Exercise requirements
Pull out every line of the items below that contains the word "dark", and copy each one. Match case exactly.

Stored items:
__________
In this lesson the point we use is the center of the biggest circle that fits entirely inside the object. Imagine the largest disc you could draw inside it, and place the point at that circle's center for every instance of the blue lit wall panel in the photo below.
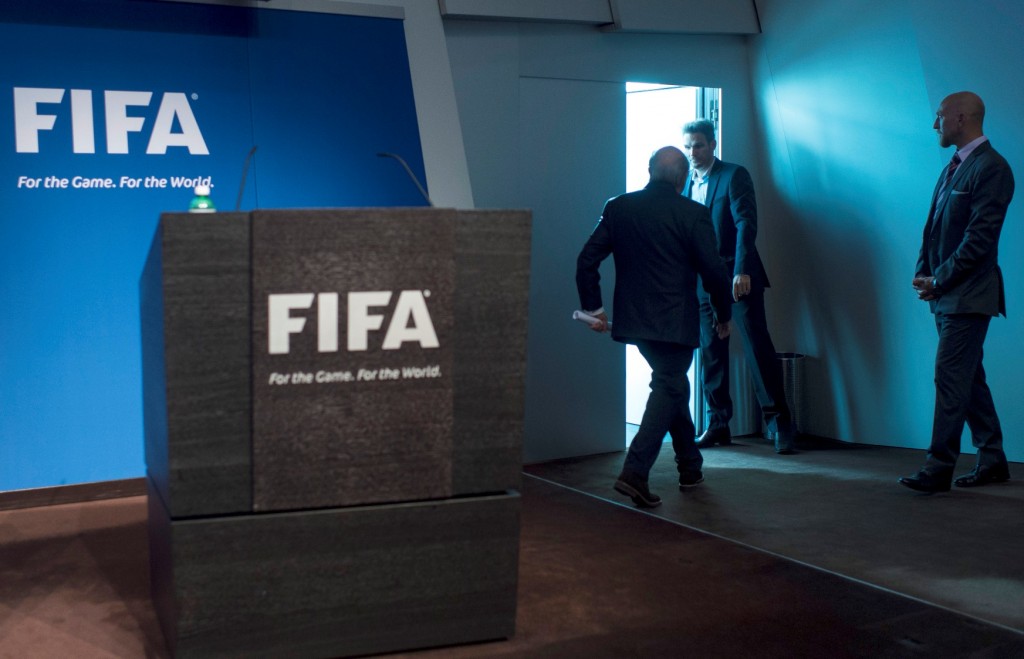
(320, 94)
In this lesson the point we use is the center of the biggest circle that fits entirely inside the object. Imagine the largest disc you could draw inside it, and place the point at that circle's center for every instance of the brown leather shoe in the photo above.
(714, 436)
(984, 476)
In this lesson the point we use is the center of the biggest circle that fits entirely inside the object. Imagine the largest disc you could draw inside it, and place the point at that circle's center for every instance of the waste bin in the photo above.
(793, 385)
__________
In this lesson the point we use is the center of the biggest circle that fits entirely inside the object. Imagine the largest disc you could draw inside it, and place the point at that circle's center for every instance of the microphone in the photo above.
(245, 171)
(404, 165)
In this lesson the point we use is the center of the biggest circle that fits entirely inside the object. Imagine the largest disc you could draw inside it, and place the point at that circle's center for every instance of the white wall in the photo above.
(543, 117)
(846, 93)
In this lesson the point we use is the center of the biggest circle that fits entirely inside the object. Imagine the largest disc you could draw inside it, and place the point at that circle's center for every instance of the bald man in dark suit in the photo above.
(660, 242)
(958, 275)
__________
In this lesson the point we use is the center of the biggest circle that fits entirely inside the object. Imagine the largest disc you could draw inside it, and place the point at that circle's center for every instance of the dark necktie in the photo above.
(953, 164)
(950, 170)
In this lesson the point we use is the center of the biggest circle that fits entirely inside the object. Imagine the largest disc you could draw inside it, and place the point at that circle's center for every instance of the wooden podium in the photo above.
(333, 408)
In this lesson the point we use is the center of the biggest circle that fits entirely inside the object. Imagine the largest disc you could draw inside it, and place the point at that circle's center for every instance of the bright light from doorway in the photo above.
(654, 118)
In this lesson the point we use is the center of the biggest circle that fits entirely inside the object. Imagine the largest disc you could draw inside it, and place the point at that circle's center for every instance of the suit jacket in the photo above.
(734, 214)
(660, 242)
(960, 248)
__________
Reply
In this lesson the point we use is the center of the biggest circle that fits entirely inside the object. Imagine the largest disc you could draw inside it, and place the point at that circle's center for every instance of the bald man in dark suit in the photo above.
In this lesson the point we use is the center of the biggest circle that fits entirely inside the object. Imagine the largest disc you could draw inside it, and place the point at that circle's center for every instance of the dark necktie in the photo above.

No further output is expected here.